So, if I create a trust out of my own property, that gives me the right to tax you?

Only if I accept being a beneficiary of the trust.

I disagree.

Based on what? You have a right to offer the trust. What supermajority has ratified it? If I don't like the terms I renounce the benifice and go my merry way.

But if you think otherwise, the tax bill for this year that you owe to the trust I've set up is $50,000, payable immediately.

What does it offer me in protection and service that I don't already have under the Constitution of the United States and what provision are in it? How am I better off?

Show us the trust document, and go through the ratification process for adoption and we'll see. Otherwise, I simply renounce your "gift" and stay with what I have, the Constitution of the United States.

I think the Founders would be shocked to discover, that their Constitution, whose purpose was to form a government for the purpose of protecting and defending the rights of the people (including the rights to Life, Libery and Property,) was in fact nothing more than a stealth taking of all property from all private individuals, with the effect that the government would be the de facto owner.

They were well aware of the extensive powers of the taxing clauses. Looking over the debates, they were quite aware of the broad extent of the Constitution's powers to tax the individual and Madison among others argued specifically to assure those powers had no boundries in amount. Interesting that they proposed and ratified it to tax as much as necessary to assure the continued survival of the nation, isn't it.

Also, I don't see any documentation from 1789 (or any time, for that matter) that actually sets up a trust such as you describe

Constitution for the United States of America:

It certainly is not a contract.

It's true that a club can set whatever conditions for membership that it wants, so long as there is nothing about those conditions that would be intrinsically wrong morally. This follows from the right to Liberty, which is the right to do whatever is not morally wrong.
○ ○ ○ ○ ○
AIM 1:
Would you reproduce the rows below, starting at the row containing "the groom's short" and continuing through the final row?
○ ○ ○ ○ ○
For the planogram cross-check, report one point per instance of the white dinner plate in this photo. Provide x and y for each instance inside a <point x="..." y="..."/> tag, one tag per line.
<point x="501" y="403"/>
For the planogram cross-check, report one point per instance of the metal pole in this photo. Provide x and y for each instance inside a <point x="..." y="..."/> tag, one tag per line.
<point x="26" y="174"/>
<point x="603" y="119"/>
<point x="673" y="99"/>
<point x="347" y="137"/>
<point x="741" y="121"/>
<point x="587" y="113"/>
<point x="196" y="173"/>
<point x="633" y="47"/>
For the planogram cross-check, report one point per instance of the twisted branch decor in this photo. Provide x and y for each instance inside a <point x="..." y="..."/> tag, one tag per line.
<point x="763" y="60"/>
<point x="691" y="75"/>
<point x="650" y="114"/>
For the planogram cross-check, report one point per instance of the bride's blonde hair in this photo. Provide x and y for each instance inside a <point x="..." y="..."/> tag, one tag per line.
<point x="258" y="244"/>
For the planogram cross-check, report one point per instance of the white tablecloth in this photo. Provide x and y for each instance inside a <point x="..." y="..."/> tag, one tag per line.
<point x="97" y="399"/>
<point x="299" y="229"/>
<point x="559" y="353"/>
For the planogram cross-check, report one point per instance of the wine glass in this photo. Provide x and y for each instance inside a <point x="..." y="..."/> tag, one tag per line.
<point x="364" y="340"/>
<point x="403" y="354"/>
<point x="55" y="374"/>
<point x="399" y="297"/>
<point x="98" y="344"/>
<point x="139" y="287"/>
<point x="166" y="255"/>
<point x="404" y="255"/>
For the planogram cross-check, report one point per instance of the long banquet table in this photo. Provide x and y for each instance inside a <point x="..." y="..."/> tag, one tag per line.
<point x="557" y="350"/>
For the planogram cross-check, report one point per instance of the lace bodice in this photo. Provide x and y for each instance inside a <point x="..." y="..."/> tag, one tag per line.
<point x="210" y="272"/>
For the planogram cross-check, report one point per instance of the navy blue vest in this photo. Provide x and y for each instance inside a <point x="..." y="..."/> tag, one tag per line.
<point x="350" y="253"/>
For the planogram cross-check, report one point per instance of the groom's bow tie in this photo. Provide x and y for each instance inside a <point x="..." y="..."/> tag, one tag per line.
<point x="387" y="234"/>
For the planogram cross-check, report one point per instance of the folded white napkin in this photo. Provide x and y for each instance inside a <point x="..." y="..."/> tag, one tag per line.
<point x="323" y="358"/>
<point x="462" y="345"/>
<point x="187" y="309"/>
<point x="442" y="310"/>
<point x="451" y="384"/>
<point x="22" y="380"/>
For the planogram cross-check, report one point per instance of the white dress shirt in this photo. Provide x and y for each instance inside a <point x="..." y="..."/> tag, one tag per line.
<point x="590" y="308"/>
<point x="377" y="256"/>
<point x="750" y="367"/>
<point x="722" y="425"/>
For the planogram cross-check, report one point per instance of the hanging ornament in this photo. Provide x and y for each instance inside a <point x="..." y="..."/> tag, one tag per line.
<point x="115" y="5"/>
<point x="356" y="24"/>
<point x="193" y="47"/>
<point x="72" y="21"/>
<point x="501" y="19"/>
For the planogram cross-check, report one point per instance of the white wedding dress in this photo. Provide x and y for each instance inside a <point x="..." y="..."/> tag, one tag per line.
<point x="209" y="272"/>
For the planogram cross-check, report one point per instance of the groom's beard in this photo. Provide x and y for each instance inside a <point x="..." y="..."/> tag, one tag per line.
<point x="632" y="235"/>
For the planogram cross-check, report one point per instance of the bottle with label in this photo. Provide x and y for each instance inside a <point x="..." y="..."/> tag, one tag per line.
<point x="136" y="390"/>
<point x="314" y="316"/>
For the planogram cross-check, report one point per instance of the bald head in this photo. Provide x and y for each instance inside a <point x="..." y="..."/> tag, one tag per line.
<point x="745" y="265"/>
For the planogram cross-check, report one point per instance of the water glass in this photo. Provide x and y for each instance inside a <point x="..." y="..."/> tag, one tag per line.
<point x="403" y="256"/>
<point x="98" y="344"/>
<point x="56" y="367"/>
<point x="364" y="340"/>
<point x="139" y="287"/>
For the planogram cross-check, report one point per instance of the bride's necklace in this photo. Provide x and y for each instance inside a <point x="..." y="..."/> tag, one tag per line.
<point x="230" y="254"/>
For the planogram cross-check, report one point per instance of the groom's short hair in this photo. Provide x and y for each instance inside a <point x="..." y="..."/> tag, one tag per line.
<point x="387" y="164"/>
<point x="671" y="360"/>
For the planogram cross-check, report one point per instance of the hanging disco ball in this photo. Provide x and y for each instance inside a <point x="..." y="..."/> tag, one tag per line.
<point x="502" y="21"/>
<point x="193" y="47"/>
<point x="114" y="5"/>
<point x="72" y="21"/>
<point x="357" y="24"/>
○ ○ ○ ○ ○
AIM 2:
Can you write out the entire discussion about trusts and taxation above, word for word?

OUTPUT 1:
For the planogram cross-check, report one point per instance of the groom's short hair in this photo. Provide x and y for each instance inside a <point x="..." y="..."/> tag, one tag per line.
<point x="387" y="164"/>
<point x="671" y="360"/>
For the planogram cross-check, report one point per instance of the hanging disco ball in this photo. Provide x and y for each instance inside a <point x="..." y="..."/> tag, one tag per line.
<point x="502" y="21"/>
<point x="193" y="47"/>
<point x="114" y="5"/>
<point x="72" y="21"/>
<point x="357" y="24"/>

OUTPUT 2:
So, if I create a trust out of my own property, that gives me the right to tax you?

Only if I accept being a beneficiary of the trust.

I disagree.

Based on what? You have a right to offer the trust. What supermajority has ratified it? If I don't like the terms I renounce the benifice and go my merry way.

But if you think otherwise, the tax bill for this year that you owe to the trust I've set up is $50,000, payable immediately.

What does it offer me in protection and service that I don't already have under the Constitution of the United States and what provision are in it? How am I better off?

Show us the trust document, and go through the ratification process for adoption and we'll see. Otherwise, I simply renounce your "gift" and stay with what I have, the Constitution of the United States.

I think the Founders would be shocked to discover, that their Constitution, whose purpose was to form a government for the purpose of protecting and defending the rights of the people (including the rights to Life, Libery and Property,) was in fact nothing more than a stealth taking of all property from all private individuals, with the effect that the government would be the de facto owner.

They were well aware of the extensive powers of the taxing clauses. Looking over the debates, they were quite aware of the broad extent of the Constitution's powers to tax the individual and Madison among others argued specifically to assure those powers had no boundries in amount. Interesting that they proposed and ratified it to tax as much as necessary to assure the continued survival of the nation, isn't it.

Also, I don't see any documentation from 1789 (or any time, for that matter) that actually sets up a trust such as you describe

Constitution for the United States of America:

It certainly is not a contract.

It's true that a club can set whatever conditions for membership that it wants, so long as there is nothing about those conditions that would be intrinsically wrong morally. This follows from the right to Liberty, which is the right to do whatever is not morally wrong.